▶ **Exercise aim**: Output everything from the line containing "Final QA check: confirm every calm" down to the end of the listing below as a Markdown table with columns named Row and Text, numbering each line and leaving out blank lines.
** begin **
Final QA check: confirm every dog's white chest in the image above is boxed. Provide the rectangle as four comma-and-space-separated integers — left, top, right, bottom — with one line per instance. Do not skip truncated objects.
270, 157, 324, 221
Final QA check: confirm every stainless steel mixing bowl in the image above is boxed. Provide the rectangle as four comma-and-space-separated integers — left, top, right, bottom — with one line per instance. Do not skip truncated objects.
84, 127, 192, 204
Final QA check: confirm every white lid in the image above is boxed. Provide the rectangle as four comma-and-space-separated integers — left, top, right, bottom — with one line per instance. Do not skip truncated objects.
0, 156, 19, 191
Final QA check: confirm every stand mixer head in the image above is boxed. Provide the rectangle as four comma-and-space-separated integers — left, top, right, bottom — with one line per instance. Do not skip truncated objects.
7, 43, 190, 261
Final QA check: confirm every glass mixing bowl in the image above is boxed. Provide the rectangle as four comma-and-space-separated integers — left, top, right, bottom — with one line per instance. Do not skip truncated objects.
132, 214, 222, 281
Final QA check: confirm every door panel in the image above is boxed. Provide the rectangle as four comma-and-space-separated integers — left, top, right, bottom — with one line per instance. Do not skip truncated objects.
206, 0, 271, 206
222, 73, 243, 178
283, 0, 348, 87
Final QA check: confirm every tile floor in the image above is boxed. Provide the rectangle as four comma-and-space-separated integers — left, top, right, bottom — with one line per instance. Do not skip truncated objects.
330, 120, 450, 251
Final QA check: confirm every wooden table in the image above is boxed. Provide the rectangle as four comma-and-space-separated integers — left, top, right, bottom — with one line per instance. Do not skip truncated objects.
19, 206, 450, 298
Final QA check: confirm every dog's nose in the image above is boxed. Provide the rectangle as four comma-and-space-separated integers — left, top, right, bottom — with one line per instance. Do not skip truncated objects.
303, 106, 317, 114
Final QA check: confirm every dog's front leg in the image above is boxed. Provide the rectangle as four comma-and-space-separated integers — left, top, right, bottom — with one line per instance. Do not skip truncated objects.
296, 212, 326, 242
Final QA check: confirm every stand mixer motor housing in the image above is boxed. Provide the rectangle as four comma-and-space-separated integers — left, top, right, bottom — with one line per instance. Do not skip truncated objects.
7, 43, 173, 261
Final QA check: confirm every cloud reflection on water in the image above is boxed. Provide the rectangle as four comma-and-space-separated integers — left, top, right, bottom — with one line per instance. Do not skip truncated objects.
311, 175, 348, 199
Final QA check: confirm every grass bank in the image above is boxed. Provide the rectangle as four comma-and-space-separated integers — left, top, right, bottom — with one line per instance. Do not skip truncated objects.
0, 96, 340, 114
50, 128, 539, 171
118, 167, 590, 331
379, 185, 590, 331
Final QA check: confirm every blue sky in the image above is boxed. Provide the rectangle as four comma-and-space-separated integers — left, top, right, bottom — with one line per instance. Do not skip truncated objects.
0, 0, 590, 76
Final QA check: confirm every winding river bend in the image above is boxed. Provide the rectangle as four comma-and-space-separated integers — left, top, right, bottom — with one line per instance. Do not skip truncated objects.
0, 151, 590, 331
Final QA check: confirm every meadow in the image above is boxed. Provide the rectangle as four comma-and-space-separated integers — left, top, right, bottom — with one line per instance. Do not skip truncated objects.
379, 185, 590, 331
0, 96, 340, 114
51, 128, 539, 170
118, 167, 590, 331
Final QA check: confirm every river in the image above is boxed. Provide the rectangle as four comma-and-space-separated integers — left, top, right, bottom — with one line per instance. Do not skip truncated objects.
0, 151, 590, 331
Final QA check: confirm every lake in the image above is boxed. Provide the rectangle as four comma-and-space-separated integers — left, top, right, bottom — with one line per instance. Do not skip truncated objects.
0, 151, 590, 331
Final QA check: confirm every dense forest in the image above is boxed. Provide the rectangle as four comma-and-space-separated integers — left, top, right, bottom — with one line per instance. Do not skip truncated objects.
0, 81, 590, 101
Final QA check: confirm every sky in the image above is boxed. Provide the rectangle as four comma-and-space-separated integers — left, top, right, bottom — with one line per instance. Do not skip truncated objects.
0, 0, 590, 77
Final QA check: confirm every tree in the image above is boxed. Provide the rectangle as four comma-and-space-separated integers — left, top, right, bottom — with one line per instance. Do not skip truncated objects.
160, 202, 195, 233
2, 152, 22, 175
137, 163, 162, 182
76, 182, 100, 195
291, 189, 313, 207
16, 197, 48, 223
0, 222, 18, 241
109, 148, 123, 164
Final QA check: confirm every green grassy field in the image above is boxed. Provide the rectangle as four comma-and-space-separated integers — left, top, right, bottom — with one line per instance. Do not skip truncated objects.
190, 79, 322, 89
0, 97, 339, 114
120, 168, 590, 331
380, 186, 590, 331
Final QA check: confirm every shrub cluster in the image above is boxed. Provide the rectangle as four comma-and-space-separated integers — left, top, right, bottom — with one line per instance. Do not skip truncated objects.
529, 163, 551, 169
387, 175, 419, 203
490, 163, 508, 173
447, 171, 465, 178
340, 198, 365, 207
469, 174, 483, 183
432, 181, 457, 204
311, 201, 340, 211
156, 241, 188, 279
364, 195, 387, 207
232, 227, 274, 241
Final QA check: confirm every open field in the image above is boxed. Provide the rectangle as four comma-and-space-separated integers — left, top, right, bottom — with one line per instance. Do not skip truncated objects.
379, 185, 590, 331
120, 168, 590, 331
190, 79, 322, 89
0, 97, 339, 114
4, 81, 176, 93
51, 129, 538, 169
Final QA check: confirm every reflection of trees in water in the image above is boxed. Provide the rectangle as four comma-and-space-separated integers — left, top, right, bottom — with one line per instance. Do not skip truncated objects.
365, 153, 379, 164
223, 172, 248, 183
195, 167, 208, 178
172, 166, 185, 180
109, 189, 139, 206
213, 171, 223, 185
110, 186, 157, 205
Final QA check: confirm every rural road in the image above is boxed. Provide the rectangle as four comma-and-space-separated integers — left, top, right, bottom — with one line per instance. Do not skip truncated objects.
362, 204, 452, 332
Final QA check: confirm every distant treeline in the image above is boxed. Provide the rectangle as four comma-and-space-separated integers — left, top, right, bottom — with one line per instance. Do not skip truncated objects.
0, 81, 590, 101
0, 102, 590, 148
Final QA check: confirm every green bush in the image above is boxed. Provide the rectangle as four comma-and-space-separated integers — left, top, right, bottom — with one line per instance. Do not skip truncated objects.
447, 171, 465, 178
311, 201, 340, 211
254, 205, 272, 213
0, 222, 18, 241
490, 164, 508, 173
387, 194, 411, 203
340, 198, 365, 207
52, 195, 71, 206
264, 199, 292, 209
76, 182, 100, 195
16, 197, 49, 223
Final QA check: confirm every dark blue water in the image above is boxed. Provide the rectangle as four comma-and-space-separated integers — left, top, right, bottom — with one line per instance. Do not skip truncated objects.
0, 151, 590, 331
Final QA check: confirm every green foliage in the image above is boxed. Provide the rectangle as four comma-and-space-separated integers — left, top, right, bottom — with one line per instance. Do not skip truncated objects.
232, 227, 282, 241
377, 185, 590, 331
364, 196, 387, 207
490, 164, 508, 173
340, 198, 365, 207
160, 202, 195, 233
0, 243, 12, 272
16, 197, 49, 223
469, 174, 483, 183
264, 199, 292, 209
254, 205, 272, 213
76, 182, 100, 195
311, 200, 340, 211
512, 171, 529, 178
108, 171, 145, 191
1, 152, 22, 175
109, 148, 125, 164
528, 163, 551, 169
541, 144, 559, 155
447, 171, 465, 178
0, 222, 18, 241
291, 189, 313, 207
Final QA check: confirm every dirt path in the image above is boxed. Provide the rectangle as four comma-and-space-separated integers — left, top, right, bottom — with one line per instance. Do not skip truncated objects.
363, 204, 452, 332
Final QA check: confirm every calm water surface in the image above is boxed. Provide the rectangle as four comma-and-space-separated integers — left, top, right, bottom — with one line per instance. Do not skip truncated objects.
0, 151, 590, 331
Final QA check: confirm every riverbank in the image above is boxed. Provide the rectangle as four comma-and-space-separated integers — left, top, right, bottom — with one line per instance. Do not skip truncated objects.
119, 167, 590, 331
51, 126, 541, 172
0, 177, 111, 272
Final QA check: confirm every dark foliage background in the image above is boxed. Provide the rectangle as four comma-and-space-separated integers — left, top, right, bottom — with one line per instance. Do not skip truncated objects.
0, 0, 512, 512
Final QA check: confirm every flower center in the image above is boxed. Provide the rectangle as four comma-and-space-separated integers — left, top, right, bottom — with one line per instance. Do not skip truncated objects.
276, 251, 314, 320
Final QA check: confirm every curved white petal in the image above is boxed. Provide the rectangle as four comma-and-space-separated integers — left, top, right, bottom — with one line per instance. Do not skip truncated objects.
** end **
▶ **Output of the exercise**:
| Row | Text |
|---|---|
| 1 | Final QA check: confirm every calm water surface in the image above is boxed. Provide the rectangle as four comma-and-space-separated integers — left, top, right, bottom — with one line per instance. Do not skip truncated objects. |
| 2 | 0, 151, 590, 331 |
| 3 | Final QA check: confirm every riverbank in the image above is boxed. Provide the rectangle as four comma-and-space-separated integers — left, top, right, bottom — with one line per instance. Do not skip truncated objects. |
| 4 | 119, 167, 590, 331 |
| 5 | 51, 126, 541, 172 |
| 6 | 0, 177, 111, 272 |
| 7 | Final QA check: confirm every dark foliage background in the image above is boxed. Provide the rectangle as four comma-and-space-separated integers — left, top, right, bottom — with one line per instance. Do not skip truncated objects. |
| 8 | 0, 0, 512, 512 |
| 9 | Final QA check: confirm every flower center in the image above is boxed. Provide the rectangle as four comma-and-space-separated integers — left, top, right, bottom — with one line per instance. Do not skip truncated objects. |
| 10 | 276, 251, 314, 320 |
| 11 | Final QA check: confirm every curved white petal in the image above is boxed. Provide the rectangle as four comma-and-space-separated integers — left, top, right, bottom — with one line per instance. Do not skip truncated objects. |